**Texte fourni:**

##########

Il y a eu un premier acte de Création puis Dieu a dû s’y reprendre à cause du mal et de la violence des hommes, et il se dit que maintenant il sent que c’est bon – ça sent bon, dit le texte –, qu’il faudra apprendre à faire autrement – et ça veut dire apprendre à faire dans ce réel-là des hommes capables du mal, et à faire avec.
Il a fallu laver à grandes eaux pour s’y reprendre, et maintenant on ne l’y reprendra plus, il faut maintenant qu’un chemin se fasse pour l’humanité telle qu’elle est, et pour Dieu avec elle.
Dieu se met au pas de l’homme. Et va lui permettre d’apprendre en retour à entrer dans le rythme et même le temps de Dieu.
C’est ce que nous voyons aussi dans ce récit de guérison. Avec quelques similitudes.
Cette guérison, pareil, elle se fait donc en étapes. Comme pour nous dire d’abord que ça n’est pas magique : c’est une acte de Création et c’est pas à pas que nous nous laissons guérir et sauver par le Seigneur.
Cet homme avait sans doute le désir d’être guéri, mais tout autant la foule, c’est elle qui a supplié Jésus, pas lui ! On veut un miracle ! Lui aussi voulait sans doute être guéri, mais, au fond, sommes-nous toujours prêts à laisser vraiment de côté ce que la maladie vient dire de notre vie, comment elle nous fait exister, comment elle nous positionne par rapport aux autres ? Et sommes-nous vraiment prêts à nous laisser conduire par le Seigneur comme il voudra et où il voudra, avec les étapes qu’il permettra, et au rythme qui sera le sien !

##########

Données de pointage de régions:
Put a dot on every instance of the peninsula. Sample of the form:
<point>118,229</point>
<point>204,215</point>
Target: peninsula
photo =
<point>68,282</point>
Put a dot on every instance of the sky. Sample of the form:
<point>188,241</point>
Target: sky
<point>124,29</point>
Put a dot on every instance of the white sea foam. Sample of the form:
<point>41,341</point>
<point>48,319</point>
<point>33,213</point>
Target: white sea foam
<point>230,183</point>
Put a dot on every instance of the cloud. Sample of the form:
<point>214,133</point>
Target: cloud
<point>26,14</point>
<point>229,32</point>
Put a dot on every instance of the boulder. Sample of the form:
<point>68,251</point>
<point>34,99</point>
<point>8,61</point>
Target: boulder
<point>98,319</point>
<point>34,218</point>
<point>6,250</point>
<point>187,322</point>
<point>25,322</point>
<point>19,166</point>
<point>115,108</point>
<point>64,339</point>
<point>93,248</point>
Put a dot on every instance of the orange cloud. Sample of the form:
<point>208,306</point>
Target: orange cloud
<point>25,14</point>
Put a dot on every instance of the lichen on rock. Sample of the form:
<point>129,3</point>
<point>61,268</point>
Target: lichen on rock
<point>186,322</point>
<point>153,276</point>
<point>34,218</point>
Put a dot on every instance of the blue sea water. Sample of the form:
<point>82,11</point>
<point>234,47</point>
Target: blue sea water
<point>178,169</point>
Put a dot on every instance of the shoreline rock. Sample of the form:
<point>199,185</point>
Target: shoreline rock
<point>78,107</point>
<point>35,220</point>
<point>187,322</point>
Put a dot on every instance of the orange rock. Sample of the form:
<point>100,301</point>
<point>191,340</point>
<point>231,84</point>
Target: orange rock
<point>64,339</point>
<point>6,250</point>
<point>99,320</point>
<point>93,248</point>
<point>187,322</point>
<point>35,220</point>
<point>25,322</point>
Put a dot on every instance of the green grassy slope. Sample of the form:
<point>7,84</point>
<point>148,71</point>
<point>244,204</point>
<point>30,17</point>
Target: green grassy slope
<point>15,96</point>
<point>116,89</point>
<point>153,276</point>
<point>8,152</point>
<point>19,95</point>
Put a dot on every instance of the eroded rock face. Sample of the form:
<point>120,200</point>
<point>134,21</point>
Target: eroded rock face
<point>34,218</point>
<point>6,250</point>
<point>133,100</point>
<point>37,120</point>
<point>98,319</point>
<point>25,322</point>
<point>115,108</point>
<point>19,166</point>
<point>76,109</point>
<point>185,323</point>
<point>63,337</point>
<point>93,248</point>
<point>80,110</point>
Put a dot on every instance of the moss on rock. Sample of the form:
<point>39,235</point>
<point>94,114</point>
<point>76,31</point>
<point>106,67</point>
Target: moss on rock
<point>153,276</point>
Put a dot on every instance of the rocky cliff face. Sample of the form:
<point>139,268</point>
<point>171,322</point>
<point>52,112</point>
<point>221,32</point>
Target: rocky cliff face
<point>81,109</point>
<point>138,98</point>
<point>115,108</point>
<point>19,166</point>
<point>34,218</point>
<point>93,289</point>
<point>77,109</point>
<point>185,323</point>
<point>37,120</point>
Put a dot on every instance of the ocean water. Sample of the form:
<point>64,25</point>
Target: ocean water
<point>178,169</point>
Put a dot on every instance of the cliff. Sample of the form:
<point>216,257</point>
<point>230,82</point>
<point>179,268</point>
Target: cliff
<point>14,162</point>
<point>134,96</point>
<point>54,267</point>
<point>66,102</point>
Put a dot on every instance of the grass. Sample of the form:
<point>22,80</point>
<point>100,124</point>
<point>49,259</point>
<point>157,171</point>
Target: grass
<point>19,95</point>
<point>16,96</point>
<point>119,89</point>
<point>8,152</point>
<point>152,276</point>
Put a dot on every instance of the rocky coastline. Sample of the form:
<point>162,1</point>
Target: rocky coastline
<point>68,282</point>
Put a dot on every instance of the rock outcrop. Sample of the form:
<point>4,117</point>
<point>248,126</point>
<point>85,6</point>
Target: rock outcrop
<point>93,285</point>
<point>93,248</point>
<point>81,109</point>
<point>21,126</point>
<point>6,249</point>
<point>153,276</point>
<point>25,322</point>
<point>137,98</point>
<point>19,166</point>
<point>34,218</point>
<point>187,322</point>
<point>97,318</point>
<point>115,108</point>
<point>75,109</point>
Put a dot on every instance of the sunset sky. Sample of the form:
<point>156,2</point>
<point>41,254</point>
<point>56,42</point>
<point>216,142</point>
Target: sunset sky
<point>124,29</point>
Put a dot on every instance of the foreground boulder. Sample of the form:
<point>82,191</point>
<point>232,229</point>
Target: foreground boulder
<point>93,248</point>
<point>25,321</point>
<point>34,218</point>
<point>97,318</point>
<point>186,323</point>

##########

**À faire:**
1 - Dans le texte sur la Création et la guérison, qui a supplié Jésus ?
2 - Recopiez mot pour mot le passage du texte sur la Création et la guérison qui commence par « Cet homme avait » et se termine par « sera le sien ! ».
3 - Poursuivez, s'il vous plaît, le texte sur la Création et la guérison à partir de l'endroit où il s'arrête.
Les entrées forment un matériau distinct du texte sur la Création et la guérison.

**Réponses par numéro:**
1 - C'est la foule qui a supplié Jésus.

2 -
Cet homme avait sans doute le désir d’être guéri, mais tout autant la foule, c’est elle qui a supplié Jésus, pas lui ! On veut un miracle ! Lui aussi voulait sans doute être guéri, mais, au fond, sommes-nous toujours prêts à laisser vraiment de côté ce que la maladie vient dire de notre vie, comment elle nous fait exister, comment elle nous positionne par rapport aux autres ? Et sommes-nous vraiment prêts à nous laisser conduire par le Seigneur comme il voudra et où il voudra, avec les étapes qu’il permettra, et au rythme qui sera le sien !

3 -
À la fois Dieu se met au pas de l’homme : il le guérit progressivement, comme avec douceur, pour qu’il accueille pleinement ce salut qui vient ; et en même temps c’est un appel pour l’homme aveugle à se laisser faire vraiment, patiemment, à laisser Dieu faire son œuvre comme il veut et dans le rythme et le temps qui sont les siens. Lui seul, Dieu, sait par quelles étapes, peut-être, nous avons besoin de passer.
Mais cette guérison est bien œuvre de Création et de salut ; il s’agit d’ouvrir un chemin nouveau, un chemin de vie où l’on puisse se tenir debout et contempler, se tenir en vivant qui peut envisager le monde et celles et ceux qui sont là. Exister sous le regard de l’autre en le faisant exister désormais sous son propre regard. Être un vivant.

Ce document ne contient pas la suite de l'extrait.